# [PASSAGE PROVIDED]
>> Begin

Studio movies, straight to streaming:

Trolls World Tour (Walt Dohrn, David P. Smith)
Distributor: Universal Pictures
Where to Find It: Lots of options on Official Site
“Trolls World Tour” … has the same delectably tactile and distinctive eye-candy look as “Trolls”; it’s set in a storybook kingdom that’s all sweetness and light and glitter and fuzz and bursting psychedelic pastels. And since a key element of the first film’s charm was how unabashedly it used pop music not just as the usual aural wallpaper but to color in the ecstatic spirit of the Trolls, “Trolls World Tour,” as its title suggests, is even more of a music-drenched fairy tale. Yet for all its surface pleasures, it’s a likable but underimagined one, with more enthusiasm than surprise and, at the same time, an overprogrammed sense of its own thematic destiny.
— Owen Gleiberman

Geetanjali Thapa and Olivia DeJonge star in ‘Stray Dolls’

Independent films, directly on demand:

Blush (Debra Eisenstadt)
Distributor: Gravitas Ventures
Where to Find It: Amazon Prime | Fandango | Google Play | iTunes | Vudu | YouTube
Plenty of films great and small have gone spelunking in the quiet desperation of middle-class suburban motherhood, but few have plumbed the milieu with more consistently uncomfortable results than writer-director Debra Eisenstadt’s “Blush” (originally titled “Imaginary Order”). Abrasive and often bleakly funny, the film is anchored by an unrestrained lead performance from Wendi McLendon-Covey as a Type A PTA mom who engineers her own absurd downfall, one well-intentioned decision at a time. Admirably acted and powered by a loopy internal rhythm, the film nonetheless wears out its welcome long before it’s done inflicting indignities on its heroine, arriving at its main point early and then repeating it again and again.

>> End

(Raw records)

>> Begin

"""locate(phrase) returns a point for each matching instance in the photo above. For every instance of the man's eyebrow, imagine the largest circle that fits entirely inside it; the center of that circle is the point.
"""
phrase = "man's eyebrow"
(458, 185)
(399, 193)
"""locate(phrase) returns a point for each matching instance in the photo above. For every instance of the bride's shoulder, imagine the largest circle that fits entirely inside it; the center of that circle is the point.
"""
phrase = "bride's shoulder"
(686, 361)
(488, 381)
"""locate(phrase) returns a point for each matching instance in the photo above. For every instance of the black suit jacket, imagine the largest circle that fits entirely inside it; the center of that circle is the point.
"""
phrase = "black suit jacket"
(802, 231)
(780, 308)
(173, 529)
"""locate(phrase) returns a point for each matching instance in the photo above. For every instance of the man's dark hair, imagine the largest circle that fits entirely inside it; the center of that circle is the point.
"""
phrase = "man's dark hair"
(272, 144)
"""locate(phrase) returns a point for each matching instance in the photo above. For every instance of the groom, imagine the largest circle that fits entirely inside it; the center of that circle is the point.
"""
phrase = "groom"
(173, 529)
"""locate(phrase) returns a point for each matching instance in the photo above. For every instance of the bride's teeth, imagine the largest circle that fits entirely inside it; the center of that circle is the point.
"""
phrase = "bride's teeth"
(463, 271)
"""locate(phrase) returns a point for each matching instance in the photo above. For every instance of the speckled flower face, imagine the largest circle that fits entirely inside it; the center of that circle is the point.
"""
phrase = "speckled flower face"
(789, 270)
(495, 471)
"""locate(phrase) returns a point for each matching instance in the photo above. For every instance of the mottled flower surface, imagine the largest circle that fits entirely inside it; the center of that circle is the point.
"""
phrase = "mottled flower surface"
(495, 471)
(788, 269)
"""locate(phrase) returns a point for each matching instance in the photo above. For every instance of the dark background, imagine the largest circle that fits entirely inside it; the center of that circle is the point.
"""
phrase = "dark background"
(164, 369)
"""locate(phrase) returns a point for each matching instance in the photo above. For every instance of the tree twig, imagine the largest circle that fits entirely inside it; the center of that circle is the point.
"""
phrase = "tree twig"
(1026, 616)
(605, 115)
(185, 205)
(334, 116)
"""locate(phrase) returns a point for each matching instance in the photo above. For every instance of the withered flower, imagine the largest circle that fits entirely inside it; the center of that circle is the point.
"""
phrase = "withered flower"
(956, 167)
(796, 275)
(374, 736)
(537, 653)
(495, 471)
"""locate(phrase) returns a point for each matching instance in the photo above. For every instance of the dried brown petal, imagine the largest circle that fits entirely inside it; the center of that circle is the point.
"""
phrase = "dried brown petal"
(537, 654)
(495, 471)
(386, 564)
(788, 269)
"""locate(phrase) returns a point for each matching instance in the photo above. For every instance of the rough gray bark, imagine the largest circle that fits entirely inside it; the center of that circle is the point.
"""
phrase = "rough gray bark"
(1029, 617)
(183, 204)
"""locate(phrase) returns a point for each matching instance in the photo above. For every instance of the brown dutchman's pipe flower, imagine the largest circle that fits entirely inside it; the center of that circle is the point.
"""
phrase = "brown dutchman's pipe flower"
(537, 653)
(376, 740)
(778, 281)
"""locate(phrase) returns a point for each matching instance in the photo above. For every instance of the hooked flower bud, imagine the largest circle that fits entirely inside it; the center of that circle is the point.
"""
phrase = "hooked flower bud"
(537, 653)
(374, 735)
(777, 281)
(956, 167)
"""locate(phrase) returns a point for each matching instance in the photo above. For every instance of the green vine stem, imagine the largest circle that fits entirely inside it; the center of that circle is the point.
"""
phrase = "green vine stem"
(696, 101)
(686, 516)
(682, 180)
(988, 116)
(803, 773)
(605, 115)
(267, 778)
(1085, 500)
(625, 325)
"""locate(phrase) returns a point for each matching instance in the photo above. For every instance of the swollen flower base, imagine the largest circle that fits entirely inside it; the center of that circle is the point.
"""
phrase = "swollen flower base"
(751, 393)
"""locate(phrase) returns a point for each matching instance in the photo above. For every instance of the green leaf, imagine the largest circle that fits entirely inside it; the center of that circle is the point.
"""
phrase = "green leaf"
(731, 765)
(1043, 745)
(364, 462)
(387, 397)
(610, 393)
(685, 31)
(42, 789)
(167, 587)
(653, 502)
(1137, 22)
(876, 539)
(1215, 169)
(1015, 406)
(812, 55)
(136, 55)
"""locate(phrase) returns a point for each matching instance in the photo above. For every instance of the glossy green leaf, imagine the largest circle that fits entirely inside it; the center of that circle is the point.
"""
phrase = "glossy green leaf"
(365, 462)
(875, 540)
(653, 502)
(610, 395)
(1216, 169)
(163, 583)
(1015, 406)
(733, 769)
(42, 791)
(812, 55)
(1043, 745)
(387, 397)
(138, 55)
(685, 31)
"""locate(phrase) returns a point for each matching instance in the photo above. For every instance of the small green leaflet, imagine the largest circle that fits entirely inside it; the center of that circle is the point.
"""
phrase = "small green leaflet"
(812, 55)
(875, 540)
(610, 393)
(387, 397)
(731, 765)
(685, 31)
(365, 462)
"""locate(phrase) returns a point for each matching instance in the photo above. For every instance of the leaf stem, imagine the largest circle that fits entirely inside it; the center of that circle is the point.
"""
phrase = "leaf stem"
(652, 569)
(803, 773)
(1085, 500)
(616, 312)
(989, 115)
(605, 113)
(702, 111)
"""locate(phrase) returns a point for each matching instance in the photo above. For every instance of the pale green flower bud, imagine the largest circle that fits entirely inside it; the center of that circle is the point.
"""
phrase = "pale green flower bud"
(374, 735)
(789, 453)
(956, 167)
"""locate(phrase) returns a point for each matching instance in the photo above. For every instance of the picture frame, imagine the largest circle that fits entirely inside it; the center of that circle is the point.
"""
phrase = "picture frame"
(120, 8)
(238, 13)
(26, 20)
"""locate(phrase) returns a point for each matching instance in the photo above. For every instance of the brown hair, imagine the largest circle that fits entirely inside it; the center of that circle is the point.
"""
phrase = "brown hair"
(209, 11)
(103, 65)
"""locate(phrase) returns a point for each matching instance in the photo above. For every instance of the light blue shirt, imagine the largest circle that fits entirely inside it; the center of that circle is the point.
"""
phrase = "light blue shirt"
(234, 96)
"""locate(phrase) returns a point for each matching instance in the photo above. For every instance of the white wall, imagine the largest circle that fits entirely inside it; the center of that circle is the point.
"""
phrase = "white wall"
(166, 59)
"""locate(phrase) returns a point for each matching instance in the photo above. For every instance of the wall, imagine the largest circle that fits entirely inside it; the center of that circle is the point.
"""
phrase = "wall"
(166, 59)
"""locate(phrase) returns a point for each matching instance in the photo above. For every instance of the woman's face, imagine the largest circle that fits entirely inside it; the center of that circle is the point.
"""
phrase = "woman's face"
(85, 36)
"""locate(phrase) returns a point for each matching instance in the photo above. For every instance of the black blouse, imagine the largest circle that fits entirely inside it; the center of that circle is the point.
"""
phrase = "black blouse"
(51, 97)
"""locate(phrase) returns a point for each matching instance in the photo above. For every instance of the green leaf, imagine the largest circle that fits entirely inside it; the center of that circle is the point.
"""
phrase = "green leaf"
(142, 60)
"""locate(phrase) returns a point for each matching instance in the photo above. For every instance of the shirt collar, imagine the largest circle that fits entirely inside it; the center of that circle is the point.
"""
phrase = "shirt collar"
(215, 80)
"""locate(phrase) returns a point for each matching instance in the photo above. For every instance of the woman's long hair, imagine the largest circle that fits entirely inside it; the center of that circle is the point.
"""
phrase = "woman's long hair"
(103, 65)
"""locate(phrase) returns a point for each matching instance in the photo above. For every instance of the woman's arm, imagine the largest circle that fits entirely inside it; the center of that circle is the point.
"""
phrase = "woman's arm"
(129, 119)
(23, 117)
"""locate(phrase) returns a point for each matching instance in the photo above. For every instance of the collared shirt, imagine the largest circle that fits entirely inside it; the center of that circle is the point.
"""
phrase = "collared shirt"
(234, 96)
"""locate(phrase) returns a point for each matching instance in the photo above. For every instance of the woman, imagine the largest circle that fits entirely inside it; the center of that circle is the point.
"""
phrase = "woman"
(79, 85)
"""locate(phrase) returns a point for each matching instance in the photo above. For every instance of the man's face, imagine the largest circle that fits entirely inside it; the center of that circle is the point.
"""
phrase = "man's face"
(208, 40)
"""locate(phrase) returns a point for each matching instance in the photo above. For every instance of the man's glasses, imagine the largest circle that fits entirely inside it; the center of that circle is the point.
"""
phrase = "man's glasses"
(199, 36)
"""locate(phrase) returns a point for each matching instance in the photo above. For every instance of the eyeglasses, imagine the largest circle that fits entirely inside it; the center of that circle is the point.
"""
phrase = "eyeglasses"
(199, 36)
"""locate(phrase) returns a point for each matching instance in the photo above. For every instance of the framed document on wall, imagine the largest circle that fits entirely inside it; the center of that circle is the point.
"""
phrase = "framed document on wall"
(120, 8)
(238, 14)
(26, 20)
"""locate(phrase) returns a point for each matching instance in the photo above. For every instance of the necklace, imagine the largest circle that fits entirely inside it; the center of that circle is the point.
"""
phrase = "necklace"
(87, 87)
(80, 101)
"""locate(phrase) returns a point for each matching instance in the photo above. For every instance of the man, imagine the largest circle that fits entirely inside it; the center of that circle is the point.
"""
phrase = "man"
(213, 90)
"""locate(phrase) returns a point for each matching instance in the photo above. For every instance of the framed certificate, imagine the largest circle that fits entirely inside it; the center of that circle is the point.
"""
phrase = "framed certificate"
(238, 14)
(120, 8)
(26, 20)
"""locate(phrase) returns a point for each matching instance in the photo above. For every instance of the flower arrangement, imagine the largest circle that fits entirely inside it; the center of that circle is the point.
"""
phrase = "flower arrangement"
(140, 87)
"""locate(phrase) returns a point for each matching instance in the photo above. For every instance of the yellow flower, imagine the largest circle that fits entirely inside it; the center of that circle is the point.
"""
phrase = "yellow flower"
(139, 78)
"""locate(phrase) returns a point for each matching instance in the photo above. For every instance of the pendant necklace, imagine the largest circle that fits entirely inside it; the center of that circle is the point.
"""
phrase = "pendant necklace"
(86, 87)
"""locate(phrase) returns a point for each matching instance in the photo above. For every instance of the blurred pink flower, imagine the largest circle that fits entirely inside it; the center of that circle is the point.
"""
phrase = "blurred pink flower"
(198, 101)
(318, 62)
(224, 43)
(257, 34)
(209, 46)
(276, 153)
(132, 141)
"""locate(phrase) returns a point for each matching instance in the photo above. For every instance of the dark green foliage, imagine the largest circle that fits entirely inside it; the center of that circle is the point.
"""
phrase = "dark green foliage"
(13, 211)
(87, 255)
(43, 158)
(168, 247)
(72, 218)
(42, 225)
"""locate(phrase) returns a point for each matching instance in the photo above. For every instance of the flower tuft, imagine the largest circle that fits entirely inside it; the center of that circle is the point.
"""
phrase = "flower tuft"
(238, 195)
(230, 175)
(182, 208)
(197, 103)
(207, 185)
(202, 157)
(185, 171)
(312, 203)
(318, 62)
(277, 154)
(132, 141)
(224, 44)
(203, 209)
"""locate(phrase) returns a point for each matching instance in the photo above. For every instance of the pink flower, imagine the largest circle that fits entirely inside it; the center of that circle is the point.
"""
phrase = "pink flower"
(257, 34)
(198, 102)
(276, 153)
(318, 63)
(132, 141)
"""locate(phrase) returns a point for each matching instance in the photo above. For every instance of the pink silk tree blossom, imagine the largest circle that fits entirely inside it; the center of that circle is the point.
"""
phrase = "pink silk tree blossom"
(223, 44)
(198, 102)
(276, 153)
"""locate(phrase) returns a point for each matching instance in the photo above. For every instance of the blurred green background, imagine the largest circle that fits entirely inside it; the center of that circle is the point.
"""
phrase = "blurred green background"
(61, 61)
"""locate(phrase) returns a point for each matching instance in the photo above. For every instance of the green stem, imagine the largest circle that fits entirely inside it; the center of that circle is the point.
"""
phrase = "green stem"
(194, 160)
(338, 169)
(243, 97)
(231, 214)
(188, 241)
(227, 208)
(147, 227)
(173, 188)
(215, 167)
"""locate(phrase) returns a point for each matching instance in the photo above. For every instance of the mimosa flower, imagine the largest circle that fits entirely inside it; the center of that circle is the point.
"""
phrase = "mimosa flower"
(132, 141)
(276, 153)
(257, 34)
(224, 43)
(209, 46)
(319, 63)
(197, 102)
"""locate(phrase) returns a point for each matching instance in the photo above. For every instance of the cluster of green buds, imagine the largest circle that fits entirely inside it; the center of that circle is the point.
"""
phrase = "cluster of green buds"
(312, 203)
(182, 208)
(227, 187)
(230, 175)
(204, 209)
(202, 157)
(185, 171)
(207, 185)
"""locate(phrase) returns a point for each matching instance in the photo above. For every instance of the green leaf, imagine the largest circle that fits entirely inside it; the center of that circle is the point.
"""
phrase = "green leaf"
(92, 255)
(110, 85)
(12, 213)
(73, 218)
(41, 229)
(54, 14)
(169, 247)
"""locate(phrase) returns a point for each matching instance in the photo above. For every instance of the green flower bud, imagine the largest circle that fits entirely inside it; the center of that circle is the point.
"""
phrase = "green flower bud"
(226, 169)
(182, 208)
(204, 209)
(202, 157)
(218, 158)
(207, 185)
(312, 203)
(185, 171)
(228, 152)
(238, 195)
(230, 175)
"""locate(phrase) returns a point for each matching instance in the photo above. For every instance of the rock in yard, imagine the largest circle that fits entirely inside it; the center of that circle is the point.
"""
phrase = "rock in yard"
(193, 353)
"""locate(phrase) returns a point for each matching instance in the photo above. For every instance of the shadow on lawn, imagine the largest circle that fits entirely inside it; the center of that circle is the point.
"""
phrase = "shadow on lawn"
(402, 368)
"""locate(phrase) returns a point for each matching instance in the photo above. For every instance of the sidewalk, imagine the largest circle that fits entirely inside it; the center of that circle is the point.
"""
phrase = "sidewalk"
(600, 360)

>> End

# [WHAT IS ASKED]
a – In the film reviews, condense the paragraph beginning "Plenty of films great and small" into a short bulleted list that keeps its main points.
b – According to the film reviews, what was "Blush" originally titled?
c – From the film reviews, copy word for word the part starting at "Trolls World Tour (Walt" and ending at "own thematic destiny.".

# [ANSWERS TO THE EXERCISE]
a –
- Debra Eisenstadt wrote and directed "Blush," which was originally titled "Imaginary Order."
- It explores the quiet desperation of middle-class suburban motherhood with more consistently uncomfortable results than most films on the subject.
- It is abrasive and often bleakly funny.
- Wendi McLendon-Covey gives an unrestrained lead performance as a Type A PTA mom who engineers her own absurd downfall.
- The acting is admirable, and the film has a loopy internal rhythm.
- It wears out its welcome by making its main point early and then repeating it again and again.

b – "Imaginary Order"

c –
Trolls World Tour (Walt Dohrn, David P. Smith)
Distributor: Universal Pictures
Where to Find It: Lots of options on Official Site
“Trolls World Tour” … has the same delectably tactile and distinctive eye-candy look as “Trolls”; it’s set in a storybook kingdom that’s all sweetness and light and glitter and fuzz and bursting psychedelic pastels. And since a key element of the first film’s charm was how unabashedly it used pop music not just as the usual aural wallpaper but to color in the ecstatic spirit of the Trolls, “Trolls World Tour,” as its title suggests, is even more of a music-drenched fairy tale. Yet for all its surface pleasures, it’s a likable but underimagined one, with more enthusiasm than surprise and, at the same time, an overprogrammed sense of its own thematic destiny.